Your objective:
Reproduce each line of the entries that carries "Format".

(Referring expression data)
************

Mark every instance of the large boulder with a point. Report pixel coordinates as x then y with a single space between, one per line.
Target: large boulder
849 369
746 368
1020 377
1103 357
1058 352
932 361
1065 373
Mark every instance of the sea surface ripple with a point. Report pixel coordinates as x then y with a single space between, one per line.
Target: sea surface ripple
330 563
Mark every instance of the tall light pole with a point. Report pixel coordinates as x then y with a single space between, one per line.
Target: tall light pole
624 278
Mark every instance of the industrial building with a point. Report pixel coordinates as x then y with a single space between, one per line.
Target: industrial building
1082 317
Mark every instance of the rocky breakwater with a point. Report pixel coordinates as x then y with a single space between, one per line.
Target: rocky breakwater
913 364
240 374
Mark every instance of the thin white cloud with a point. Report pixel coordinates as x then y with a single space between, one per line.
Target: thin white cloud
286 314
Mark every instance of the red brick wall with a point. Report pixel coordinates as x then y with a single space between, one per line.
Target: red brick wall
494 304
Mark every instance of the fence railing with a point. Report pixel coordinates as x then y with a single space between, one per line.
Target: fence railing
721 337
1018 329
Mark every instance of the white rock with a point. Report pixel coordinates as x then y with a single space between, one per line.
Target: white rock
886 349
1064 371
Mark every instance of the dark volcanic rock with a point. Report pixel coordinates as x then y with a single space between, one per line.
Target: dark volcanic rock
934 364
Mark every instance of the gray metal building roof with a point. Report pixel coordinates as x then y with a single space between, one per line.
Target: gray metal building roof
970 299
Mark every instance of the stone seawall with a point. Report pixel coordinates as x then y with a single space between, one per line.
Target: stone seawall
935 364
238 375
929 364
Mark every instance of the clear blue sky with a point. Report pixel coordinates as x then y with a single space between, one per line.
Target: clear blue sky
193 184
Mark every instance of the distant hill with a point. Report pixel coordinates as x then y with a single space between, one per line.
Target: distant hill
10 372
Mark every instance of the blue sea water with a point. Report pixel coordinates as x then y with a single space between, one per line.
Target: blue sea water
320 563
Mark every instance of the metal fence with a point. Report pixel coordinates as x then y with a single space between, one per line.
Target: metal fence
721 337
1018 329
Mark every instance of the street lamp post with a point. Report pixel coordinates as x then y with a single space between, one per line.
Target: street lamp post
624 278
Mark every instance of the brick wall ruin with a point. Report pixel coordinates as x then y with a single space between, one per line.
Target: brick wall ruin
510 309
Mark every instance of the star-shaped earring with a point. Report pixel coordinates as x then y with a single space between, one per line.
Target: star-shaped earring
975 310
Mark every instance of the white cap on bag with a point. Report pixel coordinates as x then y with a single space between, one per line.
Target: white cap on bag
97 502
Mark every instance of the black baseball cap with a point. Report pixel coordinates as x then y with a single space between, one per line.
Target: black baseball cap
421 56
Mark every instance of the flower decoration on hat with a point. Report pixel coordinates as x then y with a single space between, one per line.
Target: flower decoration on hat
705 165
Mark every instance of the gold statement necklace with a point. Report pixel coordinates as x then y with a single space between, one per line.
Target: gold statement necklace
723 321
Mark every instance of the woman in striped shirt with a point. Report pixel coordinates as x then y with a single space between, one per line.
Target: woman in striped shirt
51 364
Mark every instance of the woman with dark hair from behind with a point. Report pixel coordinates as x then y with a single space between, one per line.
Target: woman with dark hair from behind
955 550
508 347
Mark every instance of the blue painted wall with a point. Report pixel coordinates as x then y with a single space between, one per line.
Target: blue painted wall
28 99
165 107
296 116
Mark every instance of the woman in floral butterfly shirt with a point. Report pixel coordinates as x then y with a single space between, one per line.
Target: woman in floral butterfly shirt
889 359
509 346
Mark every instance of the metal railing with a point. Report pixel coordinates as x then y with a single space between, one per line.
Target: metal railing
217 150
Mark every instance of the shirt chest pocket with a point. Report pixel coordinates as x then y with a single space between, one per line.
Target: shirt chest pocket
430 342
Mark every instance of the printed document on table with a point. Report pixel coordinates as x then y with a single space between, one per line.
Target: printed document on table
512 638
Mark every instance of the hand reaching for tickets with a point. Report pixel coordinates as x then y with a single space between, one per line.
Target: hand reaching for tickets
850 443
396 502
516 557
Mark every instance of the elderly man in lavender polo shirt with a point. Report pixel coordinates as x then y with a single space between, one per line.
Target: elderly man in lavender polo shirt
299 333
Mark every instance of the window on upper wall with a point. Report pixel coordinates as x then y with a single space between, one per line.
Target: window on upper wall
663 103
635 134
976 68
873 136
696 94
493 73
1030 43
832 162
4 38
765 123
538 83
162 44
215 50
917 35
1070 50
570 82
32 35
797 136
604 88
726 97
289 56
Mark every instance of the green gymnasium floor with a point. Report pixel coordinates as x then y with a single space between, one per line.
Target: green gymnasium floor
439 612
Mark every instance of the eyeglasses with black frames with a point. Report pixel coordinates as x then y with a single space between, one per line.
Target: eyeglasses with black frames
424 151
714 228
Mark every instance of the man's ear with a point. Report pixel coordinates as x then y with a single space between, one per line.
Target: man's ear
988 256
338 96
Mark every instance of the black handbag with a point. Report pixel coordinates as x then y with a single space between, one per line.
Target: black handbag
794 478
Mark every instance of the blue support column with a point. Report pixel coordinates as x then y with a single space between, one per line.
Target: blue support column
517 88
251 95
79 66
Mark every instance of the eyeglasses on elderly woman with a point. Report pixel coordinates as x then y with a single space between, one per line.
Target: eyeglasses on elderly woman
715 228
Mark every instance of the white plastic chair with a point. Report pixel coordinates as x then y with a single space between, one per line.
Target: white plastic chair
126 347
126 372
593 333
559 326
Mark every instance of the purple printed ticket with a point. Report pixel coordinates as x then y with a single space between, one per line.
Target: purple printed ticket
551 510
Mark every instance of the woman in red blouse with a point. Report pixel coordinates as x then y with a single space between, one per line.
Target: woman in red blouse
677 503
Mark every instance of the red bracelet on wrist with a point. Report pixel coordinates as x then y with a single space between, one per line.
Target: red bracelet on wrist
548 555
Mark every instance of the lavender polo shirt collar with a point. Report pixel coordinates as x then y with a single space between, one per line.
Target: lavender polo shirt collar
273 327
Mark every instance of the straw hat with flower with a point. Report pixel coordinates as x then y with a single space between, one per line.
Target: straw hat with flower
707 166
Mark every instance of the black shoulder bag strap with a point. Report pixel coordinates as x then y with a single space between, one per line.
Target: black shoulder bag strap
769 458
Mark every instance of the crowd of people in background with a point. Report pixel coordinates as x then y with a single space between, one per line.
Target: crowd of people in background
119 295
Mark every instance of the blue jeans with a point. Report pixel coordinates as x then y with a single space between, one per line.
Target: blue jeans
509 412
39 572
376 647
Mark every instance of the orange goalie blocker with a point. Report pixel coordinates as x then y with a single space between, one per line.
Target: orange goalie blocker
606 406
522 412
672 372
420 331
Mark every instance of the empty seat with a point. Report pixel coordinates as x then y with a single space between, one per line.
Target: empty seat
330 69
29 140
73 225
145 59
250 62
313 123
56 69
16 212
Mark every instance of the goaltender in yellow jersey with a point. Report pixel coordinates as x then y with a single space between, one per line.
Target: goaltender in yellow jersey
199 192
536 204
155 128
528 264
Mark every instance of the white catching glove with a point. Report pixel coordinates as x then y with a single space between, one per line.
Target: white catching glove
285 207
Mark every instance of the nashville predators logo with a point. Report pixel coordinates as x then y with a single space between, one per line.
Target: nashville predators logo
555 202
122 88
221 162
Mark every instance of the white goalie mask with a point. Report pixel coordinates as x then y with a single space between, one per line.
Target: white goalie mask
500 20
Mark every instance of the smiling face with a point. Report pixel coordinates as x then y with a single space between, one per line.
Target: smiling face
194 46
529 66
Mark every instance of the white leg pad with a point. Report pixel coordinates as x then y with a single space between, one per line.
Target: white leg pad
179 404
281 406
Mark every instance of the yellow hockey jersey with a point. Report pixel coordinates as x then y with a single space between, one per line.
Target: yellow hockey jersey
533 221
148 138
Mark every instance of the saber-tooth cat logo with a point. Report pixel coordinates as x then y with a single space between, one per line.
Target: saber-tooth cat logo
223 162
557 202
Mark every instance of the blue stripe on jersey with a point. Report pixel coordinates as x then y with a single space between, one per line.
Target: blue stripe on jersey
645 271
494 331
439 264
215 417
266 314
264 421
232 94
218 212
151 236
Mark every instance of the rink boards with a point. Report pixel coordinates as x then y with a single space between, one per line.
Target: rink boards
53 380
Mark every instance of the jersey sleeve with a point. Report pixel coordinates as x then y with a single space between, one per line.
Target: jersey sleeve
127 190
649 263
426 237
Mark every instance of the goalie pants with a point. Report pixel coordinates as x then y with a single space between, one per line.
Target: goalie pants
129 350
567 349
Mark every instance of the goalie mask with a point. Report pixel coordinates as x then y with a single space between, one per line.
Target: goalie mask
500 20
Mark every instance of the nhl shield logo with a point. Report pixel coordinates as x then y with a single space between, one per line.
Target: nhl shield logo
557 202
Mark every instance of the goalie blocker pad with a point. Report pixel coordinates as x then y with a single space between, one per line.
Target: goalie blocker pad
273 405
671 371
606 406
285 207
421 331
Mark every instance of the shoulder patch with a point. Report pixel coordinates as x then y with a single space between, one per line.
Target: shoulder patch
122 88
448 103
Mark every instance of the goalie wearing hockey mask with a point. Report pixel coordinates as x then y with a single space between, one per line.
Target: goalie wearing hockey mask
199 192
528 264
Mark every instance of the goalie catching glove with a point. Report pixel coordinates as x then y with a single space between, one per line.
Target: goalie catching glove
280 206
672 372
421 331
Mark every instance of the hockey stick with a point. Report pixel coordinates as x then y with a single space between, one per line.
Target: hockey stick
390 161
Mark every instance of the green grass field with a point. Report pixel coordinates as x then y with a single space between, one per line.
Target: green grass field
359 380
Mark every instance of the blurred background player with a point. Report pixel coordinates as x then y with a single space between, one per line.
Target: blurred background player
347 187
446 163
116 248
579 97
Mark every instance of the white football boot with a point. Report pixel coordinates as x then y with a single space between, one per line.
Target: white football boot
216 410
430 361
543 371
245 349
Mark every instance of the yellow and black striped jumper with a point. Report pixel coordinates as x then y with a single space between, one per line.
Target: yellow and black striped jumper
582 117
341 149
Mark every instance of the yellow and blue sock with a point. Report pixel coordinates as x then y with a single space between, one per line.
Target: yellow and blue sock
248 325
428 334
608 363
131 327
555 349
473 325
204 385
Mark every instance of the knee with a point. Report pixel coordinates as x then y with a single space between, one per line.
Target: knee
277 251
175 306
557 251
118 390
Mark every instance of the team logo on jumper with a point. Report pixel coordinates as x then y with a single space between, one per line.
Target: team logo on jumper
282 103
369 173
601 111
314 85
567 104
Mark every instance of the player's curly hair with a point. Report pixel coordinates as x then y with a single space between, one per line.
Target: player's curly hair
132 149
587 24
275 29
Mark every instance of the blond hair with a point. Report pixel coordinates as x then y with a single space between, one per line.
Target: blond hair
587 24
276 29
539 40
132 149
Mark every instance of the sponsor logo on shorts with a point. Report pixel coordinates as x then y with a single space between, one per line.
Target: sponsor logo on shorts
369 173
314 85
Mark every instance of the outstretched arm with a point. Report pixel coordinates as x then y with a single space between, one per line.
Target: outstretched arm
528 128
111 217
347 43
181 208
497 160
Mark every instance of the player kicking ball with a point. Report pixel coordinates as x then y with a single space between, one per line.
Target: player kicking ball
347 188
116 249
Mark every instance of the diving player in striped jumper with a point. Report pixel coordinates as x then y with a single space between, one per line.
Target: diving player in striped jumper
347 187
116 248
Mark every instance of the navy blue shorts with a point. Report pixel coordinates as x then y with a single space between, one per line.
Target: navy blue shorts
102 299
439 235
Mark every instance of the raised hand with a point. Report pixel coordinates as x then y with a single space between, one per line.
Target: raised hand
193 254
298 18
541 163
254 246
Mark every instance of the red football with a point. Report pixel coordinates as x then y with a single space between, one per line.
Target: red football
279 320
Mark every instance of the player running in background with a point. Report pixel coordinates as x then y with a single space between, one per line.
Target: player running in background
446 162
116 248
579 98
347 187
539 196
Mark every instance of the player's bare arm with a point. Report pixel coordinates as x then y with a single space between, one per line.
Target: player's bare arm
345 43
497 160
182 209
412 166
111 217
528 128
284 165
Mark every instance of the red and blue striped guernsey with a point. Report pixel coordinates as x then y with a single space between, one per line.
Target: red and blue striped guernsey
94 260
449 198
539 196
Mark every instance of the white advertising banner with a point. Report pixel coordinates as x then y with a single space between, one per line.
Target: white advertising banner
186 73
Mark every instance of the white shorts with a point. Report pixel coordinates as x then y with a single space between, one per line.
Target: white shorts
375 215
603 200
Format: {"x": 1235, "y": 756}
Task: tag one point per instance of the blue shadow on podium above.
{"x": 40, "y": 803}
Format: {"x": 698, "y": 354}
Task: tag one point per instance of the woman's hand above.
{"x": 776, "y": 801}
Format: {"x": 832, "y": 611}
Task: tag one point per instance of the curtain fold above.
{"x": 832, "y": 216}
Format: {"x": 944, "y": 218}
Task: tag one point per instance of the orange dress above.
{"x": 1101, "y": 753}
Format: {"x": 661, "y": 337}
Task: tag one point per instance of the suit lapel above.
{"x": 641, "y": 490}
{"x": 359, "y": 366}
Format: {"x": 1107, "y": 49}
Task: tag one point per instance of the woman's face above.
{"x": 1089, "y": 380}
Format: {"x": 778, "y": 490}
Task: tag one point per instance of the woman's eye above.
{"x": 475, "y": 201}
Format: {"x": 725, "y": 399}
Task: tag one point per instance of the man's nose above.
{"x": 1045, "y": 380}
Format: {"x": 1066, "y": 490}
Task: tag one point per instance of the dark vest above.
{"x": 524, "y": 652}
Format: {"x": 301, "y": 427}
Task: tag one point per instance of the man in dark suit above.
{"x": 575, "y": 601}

************

Reply to the task:
Format: {"x": 1235, "y": 756}
Format: {"x": 698, "y": 354}
Format: {"x": 832, "y": 611}
Format: {"x": 944, "y": 218}
Format: {"x": 661, "y": 337}
Format: {"x": 1107, "y": 49}
Format: {"x": 778, "y": 490}
Format: {"x": 725, "y": 399}
Format: {"x": 1066, "y": 490}
Format: {"x": 301, "y": 427}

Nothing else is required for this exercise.